=== Reading text ===

It’s springtime, and love is in the air. Babies are being born and it’s time for some of the different livestock species to breed. It’s also time to prevent some of these breedings. That’s right, ladies and gentlemen, it’s castration season!
As of this writing I have castrated, let’s see, nine different species. Please don’t think I’m bragging. I’m not. I just find it fascinating that not all testicles are created equal.
In vet school, one of the very first surgeries students learn to perform is the castration. At Purdue, we began with the feline castration, one of the simplest veterinary surgical procedures. There are not even any sutures required! With an experienced surgeon, after the cat is under anesthesia, the procedure can take less than one minute; no blood, minimally invasive, and that’s that.
After we mastered the cat (courtesy of the local animal shelter), it was on to the canine castration, a more complicated procedure requiring clamps and sutures and double-layer skin closures. During my externship, I learned how to do equine castrations (even more challenging due to the size of the animal and the stress of anesthesia); the rest of the species (sheep, goats, llamas, alpacas, pigs, and cattle) came during on-the-job training.
The difference in castrations basically boils down to blood supply. As I’ve alluded, the reproductive anatomy of each species is different. Some, like the cat, don’t have large testicular arteries, and during any surgical procedure, it’s always the blood vessels that cause the surgeon the most stress. (Rule number one in surgery: don’t allow the patient to bleed to death.) Of course, the size of the animal as a whole dictates the size of the testicular vessels, but not always. The equine species has an extensive and scary testicular blood supply, versus camelids, (including huge 600 pound llamas) who have much less intimidating plumbing.
The methods for large animal castration between species are also not the same. For some species you can simply place an elastic "band" around the scrotum, which kills the blood supply, leaving the testicles to fall off in a matter of weeks. This method, called "banding," is frequently used as a non-surgical form of castration in cattle and small ruminants like sheep and goats. However, don’t ever band a horse. You’ll probably kill it and then go to jail for animal cruelty. Part of this is due to the differences in anatomy and part is due to a horse’s penchant to become infected if you look at it cross-eyed.
Before I conclude, I must leave you with a favorite castration story of mine. A few summers ago, on a hot, humid day in June, I was called to a farm to castrate about five bull calves, all about three to four hundred pounds each. The farmer did not have an adequate squeeze chute to restrain the animals during the procedure (you usually do not place cattle under general anesthesia for castrations), and we were planning to do them surgically (with a scalpel, not a band). When I expressed my dismay at their lack of safety equipment, the three burly men standing around me offered to flip and hold down the steers themselves. After having them acknowledge that both my safety and the safety of the calves were in their burly hands, we went to work, only to have, thirty seconds later, the grandmother of the family holding her hands in the air yelling, "Wait!" As I was kneeling in between the calf’s hind legs, sweat pouring down my face, the scalpel in mid-air, I look up to see this 90-year-old woman rushing toward me with a giant Tupperware container. "Put the oysters in here," she ordered.
It took me a few seconds to understand what she wanted: The "oysters" referred to the bull testicles. She was planning on preparing Rocky Mountain Oysters (cooked bull testicles) for dinner, and she didn’t want me to get them dirty. So, for the first time in my veterinary career, I was tossing surgical refuse into a microwave-safe container for dinner (apparently the secret is to add some hot sauce).
As a side note, bull testicles go by many different names. My personal favorite? Cowboy caviar.

===

* **Exercise goal**
Rewrite the paragraph of the castration text beginning "The methods for large animal castration" as a short bulleted list that keeps its main facts.

=== Data extracts ===

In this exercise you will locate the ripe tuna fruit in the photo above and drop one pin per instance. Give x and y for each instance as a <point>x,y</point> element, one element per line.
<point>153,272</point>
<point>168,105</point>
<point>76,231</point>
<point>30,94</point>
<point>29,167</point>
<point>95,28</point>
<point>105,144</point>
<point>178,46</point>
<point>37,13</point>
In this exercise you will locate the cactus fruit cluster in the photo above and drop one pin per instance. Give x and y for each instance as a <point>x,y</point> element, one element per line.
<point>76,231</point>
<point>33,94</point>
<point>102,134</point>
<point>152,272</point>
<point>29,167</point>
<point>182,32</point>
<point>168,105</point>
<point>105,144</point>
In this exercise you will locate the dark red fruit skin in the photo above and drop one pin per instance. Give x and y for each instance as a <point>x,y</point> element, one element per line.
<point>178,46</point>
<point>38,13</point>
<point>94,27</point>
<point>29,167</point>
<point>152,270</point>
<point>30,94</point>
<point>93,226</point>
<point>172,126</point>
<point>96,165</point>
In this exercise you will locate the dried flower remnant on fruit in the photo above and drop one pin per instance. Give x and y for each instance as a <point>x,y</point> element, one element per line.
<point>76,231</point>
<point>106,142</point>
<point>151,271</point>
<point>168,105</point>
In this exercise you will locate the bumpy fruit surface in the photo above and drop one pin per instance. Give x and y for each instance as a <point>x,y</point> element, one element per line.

===

* **Reply**
- Large animal castration methods differ between species.
- "Banding" places an elastic band around the scrotum, cutting off the blood supply so the testicles fall off within weeks.
- Banding is often used as a non-surgical castration in cattle and small ruminants such as sheep and goats.
- Horses should never be banded: it will probably kill the animal and could lead to jail for animal cruelty.
- This is partly due to anatomical differences and partly because horses are highly prone to infection.